> **What you need to do**
Reproduce only the lines from the one containing "Report one point per instance of the white volkswagen" through the one containing "[[630, 145]]", both included, keeping every request line unchanged. Offset each coordinate in the answers by adding 22.

> **Task material**
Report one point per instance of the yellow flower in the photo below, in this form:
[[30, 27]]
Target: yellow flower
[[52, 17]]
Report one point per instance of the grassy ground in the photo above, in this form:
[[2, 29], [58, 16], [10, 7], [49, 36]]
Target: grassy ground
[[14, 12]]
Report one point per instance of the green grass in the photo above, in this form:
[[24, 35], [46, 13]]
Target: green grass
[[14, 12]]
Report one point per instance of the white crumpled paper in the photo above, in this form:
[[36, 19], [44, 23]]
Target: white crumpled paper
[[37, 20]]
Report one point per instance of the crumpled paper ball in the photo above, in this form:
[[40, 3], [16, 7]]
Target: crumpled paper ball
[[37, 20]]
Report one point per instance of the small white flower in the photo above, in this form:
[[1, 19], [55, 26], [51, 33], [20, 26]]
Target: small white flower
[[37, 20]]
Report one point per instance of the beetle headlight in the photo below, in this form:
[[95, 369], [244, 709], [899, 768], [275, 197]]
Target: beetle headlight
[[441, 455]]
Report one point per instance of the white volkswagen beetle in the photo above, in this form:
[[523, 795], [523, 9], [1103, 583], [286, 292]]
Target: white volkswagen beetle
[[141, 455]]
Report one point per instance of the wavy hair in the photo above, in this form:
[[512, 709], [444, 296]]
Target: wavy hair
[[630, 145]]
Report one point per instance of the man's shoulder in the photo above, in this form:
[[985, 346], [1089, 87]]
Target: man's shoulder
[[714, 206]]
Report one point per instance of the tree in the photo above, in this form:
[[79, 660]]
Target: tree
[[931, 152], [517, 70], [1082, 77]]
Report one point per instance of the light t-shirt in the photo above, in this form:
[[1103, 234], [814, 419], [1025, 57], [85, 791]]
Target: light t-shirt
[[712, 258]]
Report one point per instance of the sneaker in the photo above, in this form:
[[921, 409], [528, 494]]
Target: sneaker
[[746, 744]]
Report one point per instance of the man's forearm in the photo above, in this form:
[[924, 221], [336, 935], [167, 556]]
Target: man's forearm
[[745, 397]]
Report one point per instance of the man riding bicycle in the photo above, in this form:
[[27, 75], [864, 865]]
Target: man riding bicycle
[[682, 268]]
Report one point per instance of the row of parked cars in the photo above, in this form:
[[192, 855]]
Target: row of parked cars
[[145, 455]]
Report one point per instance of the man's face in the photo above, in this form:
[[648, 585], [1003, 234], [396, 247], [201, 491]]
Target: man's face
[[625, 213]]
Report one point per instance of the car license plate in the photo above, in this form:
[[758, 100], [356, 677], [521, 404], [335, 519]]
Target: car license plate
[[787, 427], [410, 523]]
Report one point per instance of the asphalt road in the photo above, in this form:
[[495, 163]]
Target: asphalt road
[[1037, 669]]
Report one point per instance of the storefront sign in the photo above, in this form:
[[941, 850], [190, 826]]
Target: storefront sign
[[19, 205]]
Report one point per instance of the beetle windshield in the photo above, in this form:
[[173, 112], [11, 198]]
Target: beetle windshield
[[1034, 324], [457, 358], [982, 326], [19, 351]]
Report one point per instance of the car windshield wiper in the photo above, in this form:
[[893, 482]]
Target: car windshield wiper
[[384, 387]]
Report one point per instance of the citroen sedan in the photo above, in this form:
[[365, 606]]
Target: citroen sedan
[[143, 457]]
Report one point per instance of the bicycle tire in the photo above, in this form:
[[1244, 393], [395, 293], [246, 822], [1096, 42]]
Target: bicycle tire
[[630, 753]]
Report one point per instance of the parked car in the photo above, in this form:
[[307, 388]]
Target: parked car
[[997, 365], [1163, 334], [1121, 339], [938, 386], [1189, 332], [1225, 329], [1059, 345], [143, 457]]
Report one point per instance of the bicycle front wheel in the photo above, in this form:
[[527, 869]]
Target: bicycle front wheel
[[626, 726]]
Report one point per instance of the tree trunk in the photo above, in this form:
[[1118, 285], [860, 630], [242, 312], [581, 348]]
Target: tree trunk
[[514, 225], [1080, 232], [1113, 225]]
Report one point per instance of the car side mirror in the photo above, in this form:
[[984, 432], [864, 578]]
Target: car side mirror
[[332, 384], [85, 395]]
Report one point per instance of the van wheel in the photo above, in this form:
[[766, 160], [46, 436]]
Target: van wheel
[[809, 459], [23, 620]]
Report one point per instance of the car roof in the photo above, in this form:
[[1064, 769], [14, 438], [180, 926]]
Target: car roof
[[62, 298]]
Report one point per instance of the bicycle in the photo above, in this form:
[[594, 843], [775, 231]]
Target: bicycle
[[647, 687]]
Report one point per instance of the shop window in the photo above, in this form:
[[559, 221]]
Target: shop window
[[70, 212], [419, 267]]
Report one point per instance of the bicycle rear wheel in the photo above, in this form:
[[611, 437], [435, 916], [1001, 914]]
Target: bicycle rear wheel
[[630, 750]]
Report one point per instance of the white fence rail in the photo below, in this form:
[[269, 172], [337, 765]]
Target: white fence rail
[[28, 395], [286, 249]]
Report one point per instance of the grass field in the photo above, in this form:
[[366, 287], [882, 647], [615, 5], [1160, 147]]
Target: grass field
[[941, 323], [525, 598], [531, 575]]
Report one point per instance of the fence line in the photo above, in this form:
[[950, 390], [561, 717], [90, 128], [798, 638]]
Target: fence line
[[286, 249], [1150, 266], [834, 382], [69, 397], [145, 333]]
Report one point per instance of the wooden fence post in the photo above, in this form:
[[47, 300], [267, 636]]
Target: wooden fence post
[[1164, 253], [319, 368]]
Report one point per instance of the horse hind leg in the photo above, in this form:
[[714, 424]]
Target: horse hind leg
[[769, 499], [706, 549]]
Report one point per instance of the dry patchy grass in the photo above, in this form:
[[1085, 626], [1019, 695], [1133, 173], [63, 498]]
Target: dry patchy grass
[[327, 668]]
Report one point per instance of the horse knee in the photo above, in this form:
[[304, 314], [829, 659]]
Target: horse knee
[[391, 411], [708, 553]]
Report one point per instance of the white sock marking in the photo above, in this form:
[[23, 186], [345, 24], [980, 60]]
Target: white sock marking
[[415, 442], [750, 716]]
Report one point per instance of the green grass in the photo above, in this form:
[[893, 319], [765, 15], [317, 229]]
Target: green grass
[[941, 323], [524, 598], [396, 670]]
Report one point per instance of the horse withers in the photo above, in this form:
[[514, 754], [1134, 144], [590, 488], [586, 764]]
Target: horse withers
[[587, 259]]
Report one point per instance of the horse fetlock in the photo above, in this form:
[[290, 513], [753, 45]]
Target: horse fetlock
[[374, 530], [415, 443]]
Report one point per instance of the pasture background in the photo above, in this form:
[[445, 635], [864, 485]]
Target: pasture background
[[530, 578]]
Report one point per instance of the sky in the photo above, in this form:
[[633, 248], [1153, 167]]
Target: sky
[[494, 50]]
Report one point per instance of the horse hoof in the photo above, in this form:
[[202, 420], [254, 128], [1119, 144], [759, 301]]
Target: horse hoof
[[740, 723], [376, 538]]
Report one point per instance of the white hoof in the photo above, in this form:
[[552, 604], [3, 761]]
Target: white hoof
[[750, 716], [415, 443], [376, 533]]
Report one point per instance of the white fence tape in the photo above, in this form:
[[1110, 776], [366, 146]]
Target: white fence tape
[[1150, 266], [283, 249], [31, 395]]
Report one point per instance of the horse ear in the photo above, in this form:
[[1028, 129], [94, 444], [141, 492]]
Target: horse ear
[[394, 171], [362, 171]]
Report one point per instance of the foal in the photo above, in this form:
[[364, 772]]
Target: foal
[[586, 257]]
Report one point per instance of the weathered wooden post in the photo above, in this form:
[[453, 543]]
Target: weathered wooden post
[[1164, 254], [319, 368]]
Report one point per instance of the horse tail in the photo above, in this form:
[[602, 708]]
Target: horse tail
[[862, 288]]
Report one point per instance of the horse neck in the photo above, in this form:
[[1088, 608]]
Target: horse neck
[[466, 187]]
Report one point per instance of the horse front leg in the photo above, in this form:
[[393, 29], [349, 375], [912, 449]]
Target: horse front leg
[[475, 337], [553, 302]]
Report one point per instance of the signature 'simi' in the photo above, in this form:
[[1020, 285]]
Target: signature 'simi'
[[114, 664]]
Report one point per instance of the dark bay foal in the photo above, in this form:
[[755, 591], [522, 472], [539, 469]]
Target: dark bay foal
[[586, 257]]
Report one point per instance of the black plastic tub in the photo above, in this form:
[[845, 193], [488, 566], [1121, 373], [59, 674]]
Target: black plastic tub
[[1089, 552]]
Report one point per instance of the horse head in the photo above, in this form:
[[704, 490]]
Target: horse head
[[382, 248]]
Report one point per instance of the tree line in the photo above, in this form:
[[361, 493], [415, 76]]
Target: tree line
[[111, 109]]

> **Response**
Report one point per instance of the white volkswagen beetle in the photo above, in this form:
[[523, 795], [523, 9], [1103, 583], [286, 292]]
Target: white volkswagen beetle
[[163, 477]]
Report one point per instance of the wavy hair in the photo above, in this form:
[[512, 709], [444, 296]]
Target: wavy hair
[[652, 167]]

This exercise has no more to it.